__抜粋本文__:
-------------------------

1/31(水)に堺ビッグボーイズ総監督の阪長友仁さんが運営するオンラインサロンで勝亦陽一先生のセミナーを監督の富田と共に受講しました。
表題は「エビデンスを考慮した野球選手の育成と強化」でした。
勝亦先生からのお話は何度伺っても新しいデータが加わっていたり、新たな気付きを与えてくださる内容であったりと、とても充実した時間になります。
多くの皆さんに知っていただきたい内容でもあります。
終了後のディスカッションでは逆質問をいただくなど、インプットもアウトプットもさせていただく良い機会に恵まれました
ありがとうございました。
その中で
プロ野球の世界では、なぜ早生まれの選手がタイトルを獲得する割合が高いのか、長く野球を続けられるようになるのか…
相対年齢効果の影響から早生まれの選手の方が成長の遅い、身体の小さい選手の割合が高いので、身近な同級生に目標と出来る選手がいたり、彼らをどのように抑えよう・どのように打とうかを工夫したりするからではないかとのことで、周囲に説明したり話をしてきた内容がズレてはいませんでした。良かった。
諦めさせずに野球を長く続けさせるように大人の配慮と導きが大切だということを再認識しました。
私が心配しているのは逆の意味での大人の配慮の無さです。

-------------------------

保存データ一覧
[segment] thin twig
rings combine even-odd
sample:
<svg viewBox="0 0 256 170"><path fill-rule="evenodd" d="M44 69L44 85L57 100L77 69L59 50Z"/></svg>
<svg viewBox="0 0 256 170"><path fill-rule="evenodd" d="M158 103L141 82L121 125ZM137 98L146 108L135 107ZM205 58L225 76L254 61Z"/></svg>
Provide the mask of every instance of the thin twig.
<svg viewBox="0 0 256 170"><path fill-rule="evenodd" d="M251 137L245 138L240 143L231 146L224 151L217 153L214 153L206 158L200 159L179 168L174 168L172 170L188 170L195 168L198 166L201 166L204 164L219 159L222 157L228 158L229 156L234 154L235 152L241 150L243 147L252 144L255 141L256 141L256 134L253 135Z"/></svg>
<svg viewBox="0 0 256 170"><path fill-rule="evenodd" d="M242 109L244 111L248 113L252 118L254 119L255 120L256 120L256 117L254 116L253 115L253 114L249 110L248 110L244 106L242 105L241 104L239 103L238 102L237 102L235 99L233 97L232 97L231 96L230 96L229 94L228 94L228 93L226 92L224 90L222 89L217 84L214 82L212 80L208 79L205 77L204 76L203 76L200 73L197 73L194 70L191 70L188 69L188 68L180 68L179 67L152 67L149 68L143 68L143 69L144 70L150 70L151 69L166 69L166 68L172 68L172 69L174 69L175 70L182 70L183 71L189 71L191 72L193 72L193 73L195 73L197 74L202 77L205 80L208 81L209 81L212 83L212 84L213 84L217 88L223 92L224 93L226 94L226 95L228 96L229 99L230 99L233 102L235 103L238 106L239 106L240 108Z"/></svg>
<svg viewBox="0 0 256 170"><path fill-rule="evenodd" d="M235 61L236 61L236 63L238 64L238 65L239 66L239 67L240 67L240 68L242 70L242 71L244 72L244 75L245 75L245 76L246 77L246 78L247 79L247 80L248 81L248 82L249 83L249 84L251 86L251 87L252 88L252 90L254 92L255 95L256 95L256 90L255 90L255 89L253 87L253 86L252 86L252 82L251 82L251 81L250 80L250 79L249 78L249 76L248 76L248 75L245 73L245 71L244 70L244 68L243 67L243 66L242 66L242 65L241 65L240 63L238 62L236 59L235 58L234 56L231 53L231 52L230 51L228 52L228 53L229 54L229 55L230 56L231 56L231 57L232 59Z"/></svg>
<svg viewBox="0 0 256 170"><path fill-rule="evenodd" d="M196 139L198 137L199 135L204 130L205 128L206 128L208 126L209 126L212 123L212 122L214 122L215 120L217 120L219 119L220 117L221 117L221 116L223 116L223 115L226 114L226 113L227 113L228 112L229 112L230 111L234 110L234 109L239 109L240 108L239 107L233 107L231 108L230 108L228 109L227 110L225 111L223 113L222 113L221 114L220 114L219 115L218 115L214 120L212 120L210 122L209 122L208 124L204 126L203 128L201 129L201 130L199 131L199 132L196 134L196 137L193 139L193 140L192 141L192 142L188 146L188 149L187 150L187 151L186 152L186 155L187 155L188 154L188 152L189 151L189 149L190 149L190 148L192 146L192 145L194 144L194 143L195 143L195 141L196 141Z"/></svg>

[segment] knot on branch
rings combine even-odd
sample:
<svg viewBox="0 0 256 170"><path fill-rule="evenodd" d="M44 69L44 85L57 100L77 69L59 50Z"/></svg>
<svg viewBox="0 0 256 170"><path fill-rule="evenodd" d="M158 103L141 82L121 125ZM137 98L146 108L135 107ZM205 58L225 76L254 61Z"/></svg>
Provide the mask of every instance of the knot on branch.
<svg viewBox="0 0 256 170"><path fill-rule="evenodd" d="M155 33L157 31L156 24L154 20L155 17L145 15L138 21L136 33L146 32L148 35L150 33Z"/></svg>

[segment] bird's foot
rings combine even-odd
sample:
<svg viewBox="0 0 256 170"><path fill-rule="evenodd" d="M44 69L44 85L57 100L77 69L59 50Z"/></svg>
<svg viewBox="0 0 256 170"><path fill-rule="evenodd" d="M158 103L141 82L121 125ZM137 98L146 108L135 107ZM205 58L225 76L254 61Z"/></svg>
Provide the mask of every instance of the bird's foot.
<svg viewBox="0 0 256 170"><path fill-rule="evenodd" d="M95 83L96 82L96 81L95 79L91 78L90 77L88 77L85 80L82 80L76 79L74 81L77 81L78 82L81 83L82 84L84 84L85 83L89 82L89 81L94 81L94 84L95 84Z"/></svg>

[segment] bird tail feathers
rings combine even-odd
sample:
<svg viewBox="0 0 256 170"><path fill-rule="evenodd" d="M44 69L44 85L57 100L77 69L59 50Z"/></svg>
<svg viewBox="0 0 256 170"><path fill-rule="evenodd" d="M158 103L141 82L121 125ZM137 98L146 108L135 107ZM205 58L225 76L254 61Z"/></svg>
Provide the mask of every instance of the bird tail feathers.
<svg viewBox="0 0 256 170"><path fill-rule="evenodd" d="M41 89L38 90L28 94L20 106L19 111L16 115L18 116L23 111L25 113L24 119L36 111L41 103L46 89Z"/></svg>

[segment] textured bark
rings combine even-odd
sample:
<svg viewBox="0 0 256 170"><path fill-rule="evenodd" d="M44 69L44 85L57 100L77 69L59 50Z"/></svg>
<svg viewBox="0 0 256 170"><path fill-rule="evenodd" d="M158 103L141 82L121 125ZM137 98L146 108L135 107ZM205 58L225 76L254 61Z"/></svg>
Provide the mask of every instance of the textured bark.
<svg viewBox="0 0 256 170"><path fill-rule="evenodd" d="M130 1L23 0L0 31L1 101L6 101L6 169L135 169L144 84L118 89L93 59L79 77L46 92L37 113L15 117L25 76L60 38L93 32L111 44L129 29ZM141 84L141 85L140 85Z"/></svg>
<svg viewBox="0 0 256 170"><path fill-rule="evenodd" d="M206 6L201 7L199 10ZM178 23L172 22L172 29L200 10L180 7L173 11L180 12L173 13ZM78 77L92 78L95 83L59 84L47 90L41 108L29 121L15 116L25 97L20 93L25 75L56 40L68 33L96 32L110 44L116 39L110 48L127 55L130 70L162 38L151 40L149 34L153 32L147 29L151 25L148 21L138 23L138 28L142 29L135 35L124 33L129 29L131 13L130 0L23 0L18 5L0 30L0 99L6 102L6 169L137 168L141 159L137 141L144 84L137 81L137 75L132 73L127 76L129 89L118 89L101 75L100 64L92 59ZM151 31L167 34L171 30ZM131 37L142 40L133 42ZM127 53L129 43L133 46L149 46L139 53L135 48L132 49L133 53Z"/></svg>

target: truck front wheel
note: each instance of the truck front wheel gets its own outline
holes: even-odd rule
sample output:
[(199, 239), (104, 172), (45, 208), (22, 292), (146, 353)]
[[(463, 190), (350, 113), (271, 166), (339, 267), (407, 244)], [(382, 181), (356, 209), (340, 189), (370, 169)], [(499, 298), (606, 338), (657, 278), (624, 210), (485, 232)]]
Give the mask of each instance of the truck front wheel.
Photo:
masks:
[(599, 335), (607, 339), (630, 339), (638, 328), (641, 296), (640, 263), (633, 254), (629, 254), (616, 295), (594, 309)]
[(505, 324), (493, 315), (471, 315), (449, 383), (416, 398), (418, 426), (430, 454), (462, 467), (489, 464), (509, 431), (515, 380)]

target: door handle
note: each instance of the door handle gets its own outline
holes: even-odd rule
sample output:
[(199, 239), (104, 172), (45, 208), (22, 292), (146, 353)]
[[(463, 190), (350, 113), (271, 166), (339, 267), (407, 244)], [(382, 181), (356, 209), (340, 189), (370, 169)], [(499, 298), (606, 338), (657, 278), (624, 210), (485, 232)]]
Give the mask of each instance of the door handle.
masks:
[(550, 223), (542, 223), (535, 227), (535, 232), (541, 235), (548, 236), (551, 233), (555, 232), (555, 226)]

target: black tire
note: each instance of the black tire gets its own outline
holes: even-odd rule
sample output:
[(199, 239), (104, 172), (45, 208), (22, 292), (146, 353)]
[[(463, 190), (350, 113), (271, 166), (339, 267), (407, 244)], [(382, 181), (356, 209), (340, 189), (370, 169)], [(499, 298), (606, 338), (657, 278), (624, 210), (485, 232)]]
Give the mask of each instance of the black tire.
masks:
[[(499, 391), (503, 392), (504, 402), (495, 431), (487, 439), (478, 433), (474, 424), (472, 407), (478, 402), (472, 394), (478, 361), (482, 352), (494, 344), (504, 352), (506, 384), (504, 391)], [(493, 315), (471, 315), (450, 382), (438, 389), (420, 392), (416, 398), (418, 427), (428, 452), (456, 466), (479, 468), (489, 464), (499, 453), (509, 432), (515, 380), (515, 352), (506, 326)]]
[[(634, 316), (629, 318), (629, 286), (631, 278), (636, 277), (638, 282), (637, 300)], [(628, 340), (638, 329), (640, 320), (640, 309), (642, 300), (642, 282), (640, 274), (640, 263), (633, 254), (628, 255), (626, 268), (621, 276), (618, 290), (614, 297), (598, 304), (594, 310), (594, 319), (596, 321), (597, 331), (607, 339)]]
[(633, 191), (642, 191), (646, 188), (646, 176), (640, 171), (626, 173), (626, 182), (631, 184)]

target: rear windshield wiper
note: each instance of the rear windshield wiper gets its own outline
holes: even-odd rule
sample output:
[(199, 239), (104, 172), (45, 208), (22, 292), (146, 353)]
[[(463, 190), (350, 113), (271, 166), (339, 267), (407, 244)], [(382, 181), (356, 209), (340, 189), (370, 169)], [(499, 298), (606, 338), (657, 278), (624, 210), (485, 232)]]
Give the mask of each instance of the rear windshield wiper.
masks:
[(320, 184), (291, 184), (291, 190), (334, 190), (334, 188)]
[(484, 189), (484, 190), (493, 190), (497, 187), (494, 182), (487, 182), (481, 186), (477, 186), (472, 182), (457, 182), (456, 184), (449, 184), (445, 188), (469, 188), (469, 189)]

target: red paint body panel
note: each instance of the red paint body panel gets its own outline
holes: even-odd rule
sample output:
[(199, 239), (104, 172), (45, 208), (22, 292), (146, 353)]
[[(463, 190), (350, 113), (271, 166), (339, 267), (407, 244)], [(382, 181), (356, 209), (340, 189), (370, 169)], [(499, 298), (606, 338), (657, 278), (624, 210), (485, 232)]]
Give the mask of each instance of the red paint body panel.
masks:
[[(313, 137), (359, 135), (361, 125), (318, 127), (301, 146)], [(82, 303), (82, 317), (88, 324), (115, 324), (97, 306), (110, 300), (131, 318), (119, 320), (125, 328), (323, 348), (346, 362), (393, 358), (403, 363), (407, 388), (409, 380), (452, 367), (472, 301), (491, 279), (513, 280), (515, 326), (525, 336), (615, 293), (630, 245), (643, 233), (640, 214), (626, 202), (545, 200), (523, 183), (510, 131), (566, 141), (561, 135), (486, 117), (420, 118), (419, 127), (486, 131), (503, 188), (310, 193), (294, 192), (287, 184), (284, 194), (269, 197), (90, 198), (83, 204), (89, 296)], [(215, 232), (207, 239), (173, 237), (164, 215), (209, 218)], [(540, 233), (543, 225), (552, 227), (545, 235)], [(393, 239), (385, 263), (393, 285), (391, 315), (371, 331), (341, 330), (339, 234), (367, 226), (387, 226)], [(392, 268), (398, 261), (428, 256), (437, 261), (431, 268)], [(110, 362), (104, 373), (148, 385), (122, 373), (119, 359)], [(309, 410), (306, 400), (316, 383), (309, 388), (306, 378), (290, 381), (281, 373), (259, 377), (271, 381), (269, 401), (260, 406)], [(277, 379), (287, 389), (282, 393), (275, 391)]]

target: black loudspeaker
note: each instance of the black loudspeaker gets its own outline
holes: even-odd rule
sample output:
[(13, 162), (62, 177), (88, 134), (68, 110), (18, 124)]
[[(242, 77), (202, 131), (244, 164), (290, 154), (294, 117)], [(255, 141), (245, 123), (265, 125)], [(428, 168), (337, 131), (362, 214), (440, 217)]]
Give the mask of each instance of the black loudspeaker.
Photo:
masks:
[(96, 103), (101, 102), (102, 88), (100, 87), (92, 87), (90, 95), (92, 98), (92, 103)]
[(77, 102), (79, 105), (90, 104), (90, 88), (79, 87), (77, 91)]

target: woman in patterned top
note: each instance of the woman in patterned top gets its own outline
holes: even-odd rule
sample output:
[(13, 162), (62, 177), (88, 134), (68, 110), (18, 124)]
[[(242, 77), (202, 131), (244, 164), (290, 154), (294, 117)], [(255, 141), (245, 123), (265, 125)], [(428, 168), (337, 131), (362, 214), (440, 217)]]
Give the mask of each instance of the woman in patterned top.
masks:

-------------------------

抜粋本文で名前が出てくる人物を、登場順にすべて挙げてください。

__解答__: 阪長友仁、勝亦陽一、富田